Entries drawn from a collection
<<<<

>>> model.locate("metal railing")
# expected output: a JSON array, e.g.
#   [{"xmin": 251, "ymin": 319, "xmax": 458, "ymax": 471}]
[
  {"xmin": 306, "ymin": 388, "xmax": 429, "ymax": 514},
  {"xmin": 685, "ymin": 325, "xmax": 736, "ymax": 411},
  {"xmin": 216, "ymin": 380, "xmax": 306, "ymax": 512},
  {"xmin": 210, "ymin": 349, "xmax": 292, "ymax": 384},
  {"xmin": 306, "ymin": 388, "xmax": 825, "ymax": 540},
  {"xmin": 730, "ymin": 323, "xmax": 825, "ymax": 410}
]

>>>>

Goal
Please copy every line of the material above, character for character.

Correct response
>>> model.locate("metal railing")
# expected output: a JSON array, e.g.
#   [{"xmin": 251, "ymin": 319, "xmax": 458, "ymax": 471}]
[
  {"xmin": 306, "ymin": 388, "xmax": 429, "ymax": 514},
  {"xmin": 685, "ymin": 325, "xmax": 736, "ymax": 411},
  {"xmin": 216, "ymin": 380, "xmax": 306, "ymax": 512},
  {"xmin": 210, "ymin": 349, "xmax": 292, "ymax": 384},
  {"xmin": 306, "ymin": 388, "xmax": 825, "ymax": 540},
  {"xmin": 730, "ymin": 323, "xmax": 825, "ymax": 410}
]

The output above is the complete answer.